Task requirements:
Retype the records below exactly as they appear, but leave out any pictures.

## Begin

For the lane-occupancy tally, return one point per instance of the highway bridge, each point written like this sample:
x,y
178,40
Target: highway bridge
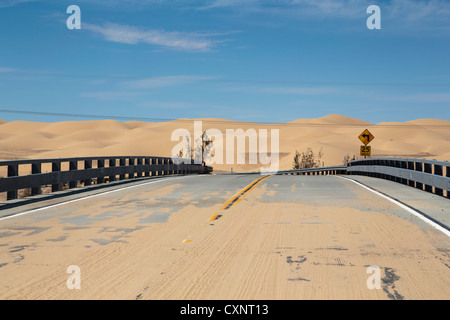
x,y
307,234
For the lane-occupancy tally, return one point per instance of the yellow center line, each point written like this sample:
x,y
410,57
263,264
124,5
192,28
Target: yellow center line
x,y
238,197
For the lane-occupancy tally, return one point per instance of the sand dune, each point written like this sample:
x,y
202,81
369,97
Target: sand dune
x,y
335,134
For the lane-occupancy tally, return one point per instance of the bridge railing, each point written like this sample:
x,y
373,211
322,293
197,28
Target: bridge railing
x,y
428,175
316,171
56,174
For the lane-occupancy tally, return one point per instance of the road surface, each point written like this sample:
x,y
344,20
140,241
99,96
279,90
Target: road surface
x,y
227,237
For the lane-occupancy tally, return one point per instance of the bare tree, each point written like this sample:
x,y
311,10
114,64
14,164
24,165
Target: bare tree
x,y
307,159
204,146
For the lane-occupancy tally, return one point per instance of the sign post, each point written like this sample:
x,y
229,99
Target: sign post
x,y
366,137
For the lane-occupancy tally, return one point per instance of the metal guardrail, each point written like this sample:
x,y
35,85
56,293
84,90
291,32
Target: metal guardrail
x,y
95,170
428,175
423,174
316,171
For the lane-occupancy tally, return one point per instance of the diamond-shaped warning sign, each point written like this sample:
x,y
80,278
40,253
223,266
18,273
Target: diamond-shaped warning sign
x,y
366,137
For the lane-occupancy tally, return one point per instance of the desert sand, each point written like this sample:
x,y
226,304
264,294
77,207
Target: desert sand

## End

Result of this exercise:
For the lane-occupancy tally, return one point per instance of the highway bridge, each point written like this sample:
x,y
178,40
Target: highway bridge
x,y
307,234
For the lane-occupancy tally, return one point per instance of the yellow center line, each point written like this sample:
x,y
410,57
263,264
124,5
192,28
Target: yellow center line
x,y
238,197
For the lane-occupancy tally, return one point per instance of the sand dune, each point written like this sample:
x,y
202,81
369,97
Target: sand dune
x,y
335,134
For the lane-occupancy tally, return one point per instance of the bridge railing, each point written like this sample:
x,y
373,211
322,293
197,28
Target: bridge railing
x,y
428,175
316,171
56,174
For the lane-occupancy tally, return one point per instance of the road surface, each point written like this sample:
x,y
344,20
140,241
99,96
279,90
Target: road surface
x,y
227,237
For the lane-occupancy tally, return one point per instance of the bare tree, each point written like this sample:
x,y
311,10
114,64
14,164
24,165
Target: bare tree
x,y
307,159
204,146
For the lane-occupancy tally, return one point per instance of the sign post, each point written like this sample:
x,y
229,99
Target: sign post
x,y
366,137
For the lane-occupancy tally, return one point per instance of the metal guardrail, each point written like this sample:
x,y
35,85
56,293
84,90
291,32
Target: metal guardrail
x,y
95,170
428,175
423,174
316,171
For the lane-occupancy tally, return one point per instance of the diamond-shaped warning sign, each point written like this sample:
x,y
80,278
40,253
223,266
18,273
Target: diamond-shaped warning sign
x,y
366,137
For the lane-occupancy tally, return one point per instance of the desert sand, each point written like this sample:
x,y
226,304
264,294
77,207
Target: desert sand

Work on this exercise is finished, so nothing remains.